ただし、紫外線や高温(大体70℃以上)の熱に弱く、接着性がないなどの弱点も有しています。
ポリプロピレン(PP)
無色に近い透明で、上記の製造方法4で触媒とプロピレンが重合することで製造されます。
ポリエチレンと同様にプラスチックのなかでも「汎用樹脂」と呼ばれる材料の一種であり、大量生産に向いています。
ポリエチレンと似た性質を持ちますが、ポリエチレンよりも耐熱温度が高く(大体100℃以上)、硬度や強度、耐薬性も優れているため、電子レンジで使用する食品容器にも使われています。
ただし紫外線の影響はポリエチレンよりも受けやすいと言われています。
アルミニウム箔
アルミニウム箔は、アルミニウムを圧延して薄くの伸ばしたもの。
フィルムや紙と貼り合わせて包材にされることも多いです。
#####
- **課題一覧**
A: 包装素材の本文について、次の問いに答えなさい。
(i) 冒頭の文では、熱に弱いとされる温度は大体何℃以上か。
(ii) ポリプロピレンの耐熱温度は大体何℃以上か。
(iii) アルミニウム箔は、何と貼り合わせて包材にされることが多いか。
B: 包装素材の本文のうち、「無色に近い透明で、上記の製造」から「アルミニウム箔は、アルミニウムを圧延して薄くの伸ばしたもの。」までを、両端の語句も含めて一字一句そのまま書き写しなさい。
C: 包装素材の本文の最後の文に続けて、その先を書き進めなさい。
この後に並ぶエントリーは、包装素材の本文とは関係がありません。

[物体が現れる位置に関するデータセットの行]
#####
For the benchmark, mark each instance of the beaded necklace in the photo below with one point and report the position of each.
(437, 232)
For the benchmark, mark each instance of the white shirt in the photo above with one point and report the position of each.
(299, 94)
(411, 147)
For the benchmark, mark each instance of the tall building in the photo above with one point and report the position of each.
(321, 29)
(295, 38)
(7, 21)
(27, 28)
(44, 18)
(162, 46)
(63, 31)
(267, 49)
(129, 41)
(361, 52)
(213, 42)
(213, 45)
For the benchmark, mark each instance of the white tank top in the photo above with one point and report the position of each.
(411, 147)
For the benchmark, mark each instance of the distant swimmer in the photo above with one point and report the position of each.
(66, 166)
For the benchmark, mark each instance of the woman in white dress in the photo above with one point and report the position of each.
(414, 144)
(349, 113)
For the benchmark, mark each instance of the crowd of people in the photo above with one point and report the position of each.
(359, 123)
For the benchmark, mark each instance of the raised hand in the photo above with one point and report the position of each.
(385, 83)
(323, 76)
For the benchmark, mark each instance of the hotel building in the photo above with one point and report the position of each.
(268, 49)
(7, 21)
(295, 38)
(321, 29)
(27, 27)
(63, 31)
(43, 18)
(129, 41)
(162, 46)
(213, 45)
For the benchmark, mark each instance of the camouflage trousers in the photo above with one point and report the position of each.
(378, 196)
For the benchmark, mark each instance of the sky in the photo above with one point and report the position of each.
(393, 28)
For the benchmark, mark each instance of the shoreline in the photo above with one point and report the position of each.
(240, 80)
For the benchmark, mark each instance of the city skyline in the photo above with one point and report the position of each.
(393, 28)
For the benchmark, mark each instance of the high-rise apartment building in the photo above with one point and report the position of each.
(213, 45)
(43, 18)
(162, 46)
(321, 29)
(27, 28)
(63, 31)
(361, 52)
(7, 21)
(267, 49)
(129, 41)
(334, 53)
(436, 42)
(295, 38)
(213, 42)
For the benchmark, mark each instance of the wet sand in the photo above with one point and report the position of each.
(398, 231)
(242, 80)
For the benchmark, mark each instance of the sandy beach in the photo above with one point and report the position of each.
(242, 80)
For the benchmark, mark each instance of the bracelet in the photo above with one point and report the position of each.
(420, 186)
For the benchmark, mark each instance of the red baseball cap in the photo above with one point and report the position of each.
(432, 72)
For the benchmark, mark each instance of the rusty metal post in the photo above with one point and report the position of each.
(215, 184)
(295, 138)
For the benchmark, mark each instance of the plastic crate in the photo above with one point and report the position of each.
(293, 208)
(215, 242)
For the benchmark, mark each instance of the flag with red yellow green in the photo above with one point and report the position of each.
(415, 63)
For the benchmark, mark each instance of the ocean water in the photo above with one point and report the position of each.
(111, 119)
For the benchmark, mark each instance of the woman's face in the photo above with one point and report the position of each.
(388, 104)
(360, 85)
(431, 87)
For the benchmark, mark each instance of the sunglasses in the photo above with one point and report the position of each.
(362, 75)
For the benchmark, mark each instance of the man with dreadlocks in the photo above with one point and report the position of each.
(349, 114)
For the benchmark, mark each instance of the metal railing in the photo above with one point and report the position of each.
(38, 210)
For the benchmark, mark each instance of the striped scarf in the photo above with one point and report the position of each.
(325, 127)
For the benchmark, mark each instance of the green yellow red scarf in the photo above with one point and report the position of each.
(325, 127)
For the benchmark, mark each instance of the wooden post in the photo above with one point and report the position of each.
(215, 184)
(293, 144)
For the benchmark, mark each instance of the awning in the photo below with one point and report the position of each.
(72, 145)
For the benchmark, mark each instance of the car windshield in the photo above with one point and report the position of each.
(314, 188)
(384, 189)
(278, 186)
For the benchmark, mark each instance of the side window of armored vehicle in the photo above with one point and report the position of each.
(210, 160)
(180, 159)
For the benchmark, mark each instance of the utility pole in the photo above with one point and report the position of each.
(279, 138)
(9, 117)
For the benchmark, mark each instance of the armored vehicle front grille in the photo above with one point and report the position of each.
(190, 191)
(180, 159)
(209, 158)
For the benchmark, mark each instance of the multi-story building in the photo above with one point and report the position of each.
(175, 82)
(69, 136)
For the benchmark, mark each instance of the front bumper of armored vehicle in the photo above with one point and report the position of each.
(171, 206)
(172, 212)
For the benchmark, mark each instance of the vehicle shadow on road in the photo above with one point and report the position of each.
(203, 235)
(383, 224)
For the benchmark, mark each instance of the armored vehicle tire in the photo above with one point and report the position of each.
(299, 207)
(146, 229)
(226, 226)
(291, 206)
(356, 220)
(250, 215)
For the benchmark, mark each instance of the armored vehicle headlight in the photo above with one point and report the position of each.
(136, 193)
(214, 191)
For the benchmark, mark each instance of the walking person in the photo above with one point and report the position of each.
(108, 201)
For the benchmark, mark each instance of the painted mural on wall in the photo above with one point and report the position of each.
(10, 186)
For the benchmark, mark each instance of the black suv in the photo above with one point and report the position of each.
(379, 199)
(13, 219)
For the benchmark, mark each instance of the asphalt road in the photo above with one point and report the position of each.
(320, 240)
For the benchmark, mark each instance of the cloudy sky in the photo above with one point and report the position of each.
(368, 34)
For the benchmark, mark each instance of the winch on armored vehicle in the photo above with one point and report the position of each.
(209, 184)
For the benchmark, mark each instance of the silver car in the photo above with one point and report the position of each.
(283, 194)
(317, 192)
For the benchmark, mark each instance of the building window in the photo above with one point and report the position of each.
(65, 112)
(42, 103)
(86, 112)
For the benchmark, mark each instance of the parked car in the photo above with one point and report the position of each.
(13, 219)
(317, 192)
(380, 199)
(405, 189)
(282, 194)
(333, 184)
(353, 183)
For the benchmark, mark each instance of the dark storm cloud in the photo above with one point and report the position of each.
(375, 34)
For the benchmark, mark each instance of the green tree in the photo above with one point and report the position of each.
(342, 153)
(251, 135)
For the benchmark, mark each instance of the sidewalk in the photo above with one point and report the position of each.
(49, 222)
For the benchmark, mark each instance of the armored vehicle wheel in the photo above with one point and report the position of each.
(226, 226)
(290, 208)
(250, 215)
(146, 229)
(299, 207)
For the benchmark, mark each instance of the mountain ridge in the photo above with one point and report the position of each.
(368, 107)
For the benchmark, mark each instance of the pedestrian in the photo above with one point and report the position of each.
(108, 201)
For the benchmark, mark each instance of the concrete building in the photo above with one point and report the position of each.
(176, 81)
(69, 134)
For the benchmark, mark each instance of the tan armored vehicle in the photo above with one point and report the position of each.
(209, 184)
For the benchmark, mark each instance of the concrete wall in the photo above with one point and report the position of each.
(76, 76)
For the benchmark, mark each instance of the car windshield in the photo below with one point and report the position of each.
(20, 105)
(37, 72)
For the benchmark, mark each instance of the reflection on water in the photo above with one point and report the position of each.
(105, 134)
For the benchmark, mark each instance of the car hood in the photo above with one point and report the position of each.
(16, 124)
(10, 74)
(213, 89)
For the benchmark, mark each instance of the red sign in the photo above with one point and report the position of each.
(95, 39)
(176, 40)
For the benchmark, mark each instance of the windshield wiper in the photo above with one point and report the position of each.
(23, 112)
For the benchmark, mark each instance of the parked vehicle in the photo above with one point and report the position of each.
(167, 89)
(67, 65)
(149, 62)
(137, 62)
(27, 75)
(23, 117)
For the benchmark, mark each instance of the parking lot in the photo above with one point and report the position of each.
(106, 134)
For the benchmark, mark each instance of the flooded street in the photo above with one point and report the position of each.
#####
- **解答一覧**
A:
(i) 大体70℃以上
(ii) 大体100℃以上
(iii) フィルムや紙

B:
無色に近い透明で、上記の製造方法4で触媒とプロピレンが重合することで製造されます。
ポリエチレンと同様にプラスチックのなかでも「汎用樹脂」と呼ばれる材料の一種であり、大量生産に向いています。
ポリエチレンと似た性質を持ちますが、ポリエチレンよりも耐熱温度が高く(大体100℃以上)、硬度や強度、耐薬性も優れているため、電子レンジで使用する食品容器にも使われています。
ただし紫外線の影響はポリエチレンよりも受けやすいと言われています。
アルミニウム箔
アルミニウム箔は、アルミニウムを圧延して薄くの伸ばしたもの。

C:
例えばポテトチップスの袋の裏側などを見ると、アルミのように銀色になっているのが分かるでしょう。
アルミニウムはまだ歴史の浅い金属であり、活用されるようになったのは1889年に製錬方法が発明されてからと言われています。
アルミ箔は軽くて丈夫。光沢を持ち、無味無臭です。さらに加工しやすく、バリア性が高い素材として幅広く活用されています。
軟包装のメリット5選
- コスパが良い
- 加工しやすい
- 中味を見せられる
- バリア機能がある
- お客様が使いやすい
コスパが良い
軟包装は、大量生産が可能でコストパフォーマンスに優れている点が特徴です。
軟包装材としてプラスチックや紙が用いられることが多く、軽量なため、輸送コストの削減に大いに寄与します。
軟包装の軽さは、特に業者間で大量に流通させる場合に大きなメリットとなります。
輸送コストの削減は、最終的に商品価格にも反映され、消費者にとっても手頃な価格で購入できることにも繋がるでしょう。
加工しやすい
軟包装は、その軽量さと高い伸縮性から、汎用性が高いです。
素材や加工方法の工夫次第で多様な機能を持たせられ、商品の形状に応じた自在な成形も可能となり、デザインの自由度が大いに広がります。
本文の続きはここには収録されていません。